- **Consigne**:
Dénombrez les lignes de la liste ci-dessous qui contiennent la chaîne « vertical », en tenant compte de la casse, et indiquez uniquement ce nombre.
*** Entrées fournies
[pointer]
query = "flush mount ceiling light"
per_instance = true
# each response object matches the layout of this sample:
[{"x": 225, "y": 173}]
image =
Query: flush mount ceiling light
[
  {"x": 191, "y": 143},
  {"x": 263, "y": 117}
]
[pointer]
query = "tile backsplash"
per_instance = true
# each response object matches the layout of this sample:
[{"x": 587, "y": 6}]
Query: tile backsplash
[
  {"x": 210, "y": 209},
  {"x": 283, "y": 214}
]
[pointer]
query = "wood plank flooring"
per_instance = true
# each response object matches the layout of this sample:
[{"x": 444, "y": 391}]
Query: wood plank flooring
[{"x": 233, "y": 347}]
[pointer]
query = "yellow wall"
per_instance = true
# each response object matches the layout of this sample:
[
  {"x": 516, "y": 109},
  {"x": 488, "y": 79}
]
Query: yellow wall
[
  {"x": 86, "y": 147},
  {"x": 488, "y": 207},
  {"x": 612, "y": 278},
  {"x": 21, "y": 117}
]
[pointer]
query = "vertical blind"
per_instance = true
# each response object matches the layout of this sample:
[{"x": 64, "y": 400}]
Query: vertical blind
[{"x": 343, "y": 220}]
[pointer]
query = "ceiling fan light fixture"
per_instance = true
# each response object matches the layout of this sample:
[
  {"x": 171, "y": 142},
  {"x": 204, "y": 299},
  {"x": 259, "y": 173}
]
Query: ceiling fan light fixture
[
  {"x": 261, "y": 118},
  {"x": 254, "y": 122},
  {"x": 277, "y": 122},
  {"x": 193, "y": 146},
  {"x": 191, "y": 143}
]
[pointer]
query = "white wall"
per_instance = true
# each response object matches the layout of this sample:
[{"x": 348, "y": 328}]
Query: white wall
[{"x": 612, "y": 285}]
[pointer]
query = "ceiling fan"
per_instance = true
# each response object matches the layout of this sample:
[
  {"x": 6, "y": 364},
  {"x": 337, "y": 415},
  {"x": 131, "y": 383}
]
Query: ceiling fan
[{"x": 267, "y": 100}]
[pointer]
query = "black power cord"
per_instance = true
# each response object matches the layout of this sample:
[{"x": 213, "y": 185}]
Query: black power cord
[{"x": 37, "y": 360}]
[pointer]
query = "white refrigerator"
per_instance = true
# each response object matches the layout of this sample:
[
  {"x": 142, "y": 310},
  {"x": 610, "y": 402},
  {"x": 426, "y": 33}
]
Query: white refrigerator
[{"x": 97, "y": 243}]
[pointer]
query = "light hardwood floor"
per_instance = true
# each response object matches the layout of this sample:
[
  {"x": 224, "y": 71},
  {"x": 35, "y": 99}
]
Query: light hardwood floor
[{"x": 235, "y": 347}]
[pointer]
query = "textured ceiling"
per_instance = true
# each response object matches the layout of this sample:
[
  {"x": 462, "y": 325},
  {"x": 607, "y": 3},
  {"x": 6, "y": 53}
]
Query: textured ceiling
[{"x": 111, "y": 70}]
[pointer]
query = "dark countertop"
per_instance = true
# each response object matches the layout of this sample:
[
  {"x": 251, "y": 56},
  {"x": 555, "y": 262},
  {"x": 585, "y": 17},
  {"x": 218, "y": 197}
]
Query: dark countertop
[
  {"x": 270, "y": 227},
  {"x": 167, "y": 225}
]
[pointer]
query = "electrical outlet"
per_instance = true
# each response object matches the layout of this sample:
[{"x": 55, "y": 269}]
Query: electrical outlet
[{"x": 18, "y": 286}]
******
- **Réponse**:
2